TASKS TO PERFORM
A. In two sentences, what does the text on gabapentin and alcohol say?
B. According to the gabapentin and alcohol text, when did the FDA issue its Drug Safety Communication about gabapentin and CNS depressants?
C. Why does the gabapentin and alcohol text list patients with reduced kidney function among those at highest risk?

What happens when you take alcohol with gabapentin?
Gabapentin, sold as Neurontin, Gralise, and Horizant, is approved for epilepsy and postherpetic neuralgia and widely prescribed off-label for chronic pain, anxiety, restless legs syndrome, and alcohol use disorder itself. Alcohol is a central nervous system depressant. Combining the two produces additive sedation, dizziness, slowed reaction time, and — most dangerously — respiratory depression.
In December 2019, the FDA issued a Drug Safety Communication warning that gabapentin (and the related drug pregabalin) can cause serious, life-threatening respiratory depression when combined with CNS depressants. The FDA specifically cited alcohol, opioids, benzodiazepines, antihistamines, and older adults with reduced lung function as situations where the risk is greatest. The communication required label updates for all gabapentinoids.
Why is this important?
Gabapentin used to be considered low-risk because it does not cause classic opioid-style sedation in healthy young adults at therapeutic doses. The 2019 FDA action changed that picture. Post-marketing reports identified deaths from respiratory depression in patients taking gabapentin along with alcohol or opioids, and case-control studies found a substantial increase in opioid overdose risk among patients co-prescribed gabapentin.
The patients at highest risk are:
- Older adults (over 65)
- People with chronic lung disease (COPD, severe asthma, restrictive lung disease)
- People with sleep apnea (treated or untreated)
- Patients on opioids, benzodiazepines, muscle relaxants, antihistamines, or sleep aids
- People with a history of substance use disorder
- Patients with reduced kidney function (gabapentin is renally cleared; accumulating blood levels increase risk)

DATA SHOWN

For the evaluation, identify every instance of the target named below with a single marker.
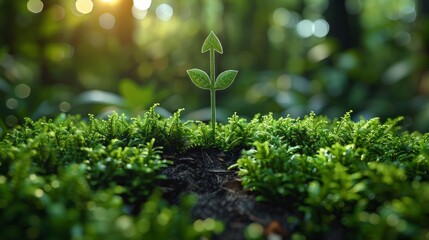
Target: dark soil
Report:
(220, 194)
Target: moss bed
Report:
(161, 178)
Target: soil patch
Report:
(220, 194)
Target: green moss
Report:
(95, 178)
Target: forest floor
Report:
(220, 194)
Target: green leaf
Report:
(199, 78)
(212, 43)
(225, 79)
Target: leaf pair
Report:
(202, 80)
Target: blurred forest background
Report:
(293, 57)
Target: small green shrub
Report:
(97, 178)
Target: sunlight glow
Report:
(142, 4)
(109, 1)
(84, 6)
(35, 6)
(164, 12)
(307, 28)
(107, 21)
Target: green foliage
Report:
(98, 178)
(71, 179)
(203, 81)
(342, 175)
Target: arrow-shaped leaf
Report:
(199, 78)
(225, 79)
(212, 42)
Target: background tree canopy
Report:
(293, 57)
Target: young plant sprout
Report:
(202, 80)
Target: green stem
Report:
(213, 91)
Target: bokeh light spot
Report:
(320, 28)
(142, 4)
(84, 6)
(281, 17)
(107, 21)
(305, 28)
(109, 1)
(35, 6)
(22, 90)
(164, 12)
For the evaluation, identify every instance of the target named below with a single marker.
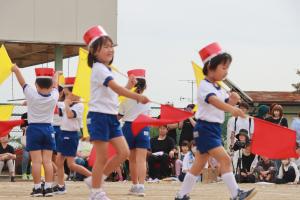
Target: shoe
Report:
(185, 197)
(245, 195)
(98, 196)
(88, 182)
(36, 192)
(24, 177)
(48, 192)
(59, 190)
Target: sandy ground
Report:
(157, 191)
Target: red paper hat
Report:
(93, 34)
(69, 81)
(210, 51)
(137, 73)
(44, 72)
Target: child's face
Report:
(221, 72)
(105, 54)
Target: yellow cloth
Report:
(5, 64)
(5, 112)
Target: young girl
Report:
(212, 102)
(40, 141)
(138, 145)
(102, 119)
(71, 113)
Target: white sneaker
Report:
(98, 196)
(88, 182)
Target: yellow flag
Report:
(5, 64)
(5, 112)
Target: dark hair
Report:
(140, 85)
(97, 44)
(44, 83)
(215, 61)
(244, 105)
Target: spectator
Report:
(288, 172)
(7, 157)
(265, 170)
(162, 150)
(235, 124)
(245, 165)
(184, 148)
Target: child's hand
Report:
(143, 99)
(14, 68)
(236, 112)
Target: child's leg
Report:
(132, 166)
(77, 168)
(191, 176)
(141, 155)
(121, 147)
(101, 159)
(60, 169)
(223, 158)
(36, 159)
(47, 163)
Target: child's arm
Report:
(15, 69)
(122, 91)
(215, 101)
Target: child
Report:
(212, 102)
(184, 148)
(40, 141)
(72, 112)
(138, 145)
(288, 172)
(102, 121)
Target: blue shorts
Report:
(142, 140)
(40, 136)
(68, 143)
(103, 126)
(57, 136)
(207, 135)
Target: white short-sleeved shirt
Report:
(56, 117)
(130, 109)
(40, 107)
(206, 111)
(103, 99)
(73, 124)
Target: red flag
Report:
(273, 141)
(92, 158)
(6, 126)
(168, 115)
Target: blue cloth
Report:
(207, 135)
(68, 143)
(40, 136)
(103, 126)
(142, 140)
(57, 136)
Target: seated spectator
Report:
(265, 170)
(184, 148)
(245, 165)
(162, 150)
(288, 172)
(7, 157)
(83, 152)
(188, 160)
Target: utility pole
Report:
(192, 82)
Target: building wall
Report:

ANSWERS BY TASK
A. Taking gabapentin with alcohol, a central nervous system depressant, causes additive sedation, dizziness, slowed reaction time and, most dangerously, respiratory depression. In December 2019 the FDA warned that gabapentinoids combined with CNS depressants can cause life-threatening respiratory depression and required label updates for all of them.

B. December 2019.

C. Gabapentin is cleared by the kidneys, so when kidney function is reduced, the drug builds up in the blood. Those higher blood levels increase the risk.